### [Your task]
Write out again the lines from the one containing "Goal: detect white" through the last line, requests included, adding -13 to every bounding-box coordinate in the answers.
**** Data excerpts
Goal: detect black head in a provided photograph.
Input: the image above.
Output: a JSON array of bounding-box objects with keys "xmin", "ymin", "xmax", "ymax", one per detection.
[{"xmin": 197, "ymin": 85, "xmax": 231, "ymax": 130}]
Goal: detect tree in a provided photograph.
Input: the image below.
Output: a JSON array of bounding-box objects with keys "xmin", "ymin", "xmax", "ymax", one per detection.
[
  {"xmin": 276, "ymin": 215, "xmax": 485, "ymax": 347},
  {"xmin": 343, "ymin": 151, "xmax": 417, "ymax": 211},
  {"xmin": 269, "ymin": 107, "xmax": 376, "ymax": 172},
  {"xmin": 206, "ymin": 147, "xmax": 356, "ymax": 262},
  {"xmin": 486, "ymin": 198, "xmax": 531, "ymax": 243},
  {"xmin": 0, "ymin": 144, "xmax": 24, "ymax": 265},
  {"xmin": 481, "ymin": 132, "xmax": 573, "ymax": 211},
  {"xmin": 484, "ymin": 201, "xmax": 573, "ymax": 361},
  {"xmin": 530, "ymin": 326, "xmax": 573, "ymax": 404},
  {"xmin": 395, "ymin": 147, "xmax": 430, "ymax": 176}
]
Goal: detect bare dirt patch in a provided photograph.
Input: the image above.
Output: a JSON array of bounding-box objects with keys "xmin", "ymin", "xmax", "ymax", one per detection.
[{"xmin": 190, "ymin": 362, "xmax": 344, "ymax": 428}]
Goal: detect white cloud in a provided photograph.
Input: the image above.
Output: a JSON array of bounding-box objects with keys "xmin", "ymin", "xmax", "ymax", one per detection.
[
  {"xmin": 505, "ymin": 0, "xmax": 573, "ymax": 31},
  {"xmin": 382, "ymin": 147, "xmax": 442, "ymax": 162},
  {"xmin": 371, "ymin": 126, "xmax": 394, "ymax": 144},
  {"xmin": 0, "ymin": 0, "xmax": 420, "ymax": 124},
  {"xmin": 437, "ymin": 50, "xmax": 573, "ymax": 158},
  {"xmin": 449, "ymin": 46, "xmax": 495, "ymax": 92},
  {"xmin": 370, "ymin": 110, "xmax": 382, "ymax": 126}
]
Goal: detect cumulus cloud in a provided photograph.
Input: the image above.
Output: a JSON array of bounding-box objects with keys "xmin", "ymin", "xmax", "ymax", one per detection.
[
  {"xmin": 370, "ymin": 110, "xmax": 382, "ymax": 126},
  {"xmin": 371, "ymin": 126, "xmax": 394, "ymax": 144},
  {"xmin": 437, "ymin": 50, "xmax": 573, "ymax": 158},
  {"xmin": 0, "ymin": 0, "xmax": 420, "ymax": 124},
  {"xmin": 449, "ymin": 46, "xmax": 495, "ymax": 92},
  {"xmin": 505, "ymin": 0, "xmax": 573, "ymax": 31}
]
********
### [Solved exercise]
Goal: detect white cloud in a provided photograph.
Input: the image above.
Output: a JSON array of bounding-box objects with keys "xmin", "ymin", "xmax", "ymax", one per detection.
[
  {"xmin": 492, "ymin": -13, "xmax": 560, "ymax": 18},
  {"xmin": 369, "ymin": 134, "xmax": 429, "ymax": 149},
  {"xmin": 358, "ymin": 113, "xmax": 381, "ymax": 131},
  {"xmin": -13, "ymin": -13, "xmax": 407, "ymax": 111},
  {"xmin": 424, "ymin": 37, "xmax": 560, "ymax": 145},
  {"xmin": 436, "ymin": 33, "xmax": 482, "ymax": 79},
  {"xmin": 357, "ymin": 97, "xmax": 369, "ymax": 113}
]
Goal: detect cumulus cloud in a provided photograph.
Input: the image above.
Output: a JSON array of bounding-box objects with keys "xmin", "ymin", "xmax", "ymax", one per detection.
[
  {"xmin": 357, "ymin": 97, "xmax": 369, "ymax": 113},
  {"xmin": 358, "ymin": 113, "xmax": 381, "ymax": 131},
  {"xmin": 424, "ymin": 37, "xmax": 560, "ymax": 145},
  {"xmin": -13, "ymin": -13, "xmax": 407, "ymax": 111},
  {"xmin": 436, "ymin": 33, "xmax": 482, "ymax": 79},
  {"xmin": 492, "ymin": -13, "xmax": 560, "ymax": 18}
]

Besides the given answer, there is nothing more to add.